__PAGE TEXT__

>>

This is important because the commit and conflict resolution protocols
are already extremely complex.
(III) Physical Database Operations
Queries - basic SELECT, INSERT, UPDATE,
and DELETE queries are supported on the physical database.
Higher level queries are implemented in a macro-like fashion using
low level queries in sub transactions. In fact, even INSERT
and UPDATE themselves are implemented as subtransactions
in order to perform appropriate guard queries to check for things
like duplicate keys). The physical UPDATE operation is, in fact,
implemented as a DELETE/INSERT combination.
Transactions - Transactions are supported natively by the
physical database. When a transaction is pushed the client is
given a frozen view of the database regardless of appends made by other
clients during the transaction. Any modifications made during the
transaction occur in temporary tables. A two-phase commit protocol
with simple opportunistic locking and a more complex conflict table
scheme is implemented within the domain of a single host
(multiple processes accessing the same physical database), and this
core technology is extended by the replicator to span multiple hosts.
Commit sequencing is explained in its own chapter.
Indexing - indexes are directly implemented on physical files
and only understand virtual tables and physical records. Indexes
have no concept of 'SQL' except in the query-optimization phase.
Indexes are implemented on any indexable WHERE clause. The Backplane
database currently implements B+Tree indexes. B+Tree indexes are
implemented on physical files and on temporary tables used within a
transaction. Indexes do not have to be updated in lockstep with
the data tables being indexed. The database will simply scan unindexed
records sequentially (we call this indexing SLOP). This means that
many small, complete transactions may occur without any physical index
file or index-related log updates occuring, greatly reducing log and
synchronization overheads for a commit.

<<

__SUPPLIED RECORDS__
>>

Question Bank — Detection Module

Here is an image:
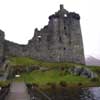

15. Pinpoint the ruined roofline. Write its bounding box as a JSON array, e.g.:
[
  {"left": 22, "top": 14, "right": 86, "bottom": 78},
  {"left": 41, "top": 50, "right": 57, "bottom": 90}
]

<<

__DESCRIPTION OF THE TASK__
Extend the text on the Backplane database's physical operations, starting after its last sentence. The data here comes from a different source than the text.

__OUTPUT FOR THIS TASK__
Vacuuming - a physical database can be vacuumed. Vacuuming
cleans out deleted records in a physical database by removing the
deletions older then a certain date. Vacuuming writes the physical
file and may also optimize the ordering of the records (though it
doesn't currently reorder records). A host's database is exclusively
locked while being vacuumed which effectively means it must be taken down.
Your database will still be actively useable by clients as long as you
have a quorum, however. When the vacuuming process is complete and
the database is brought back online, the host will catch up again.
Since no queueing is involved, you will not run out of
resources if you take a host offline for an extended period of time.
If vacuuming on a regular basis, you should arrange the hosts in
the replication group to vacuum any given database at different
times in order to keep the database operational.
(IV) Replication Operation - TimeStamps
It should first be noted that we make a distinction between
Synchronization and a Distributed Query, also known
as a Replicated Query. The two-phase commit protocol used
by the replicator occurs within a Distributed Query.
Synchronization of physical records between databases is completely
unrelated. Synchronization is implemented as a constantly running
background process. A replicated query doing a commit
only needs to deal with a quorum of hosts, even if more hosts are
available a replicated query doing a commit is considered to be
complete the moment it gets a quorum. Any quorum. The synchronizer
is responsible for updating any hosts that wind up not being part
of the replicated query and is also responsible for synchronizing
hosts which lose contact with the network, or go down for a period of
time, and for new 'empty' hosts which are added to the replication
group.
Synchronization is implemented by copying physical records between two
timestamp ranges. There is very little SQL involved. A replicated
query by contrast operates across a quorum of hosts at the SQL query
level and must implement the more sophisticated opportunistic locking
and conflict resolution algorithms. A read-only transaction doesn't
even need a quorum; it only needs to locate a single host which is
sufficiently up-to-date to guarantee transactional consistency.
The core of the database replication algorithm is the notion of
Freeze Points, Minimum Commit Points, and
Synchronization Points. These points are 64 bit
timestamp/sequence-numbers that have a monotonically increasing property.
The synchronization timestamp of a database is the point at which
the database has guaranteed synchronization to the quorum.
That is, any query Q specifying a freeze point less then or
equal to the synchronization point of a database instance on some
host H can use host H in all of its selections. If doing
a read-only query then a single host meeting this criteria can satisfy
the entire query.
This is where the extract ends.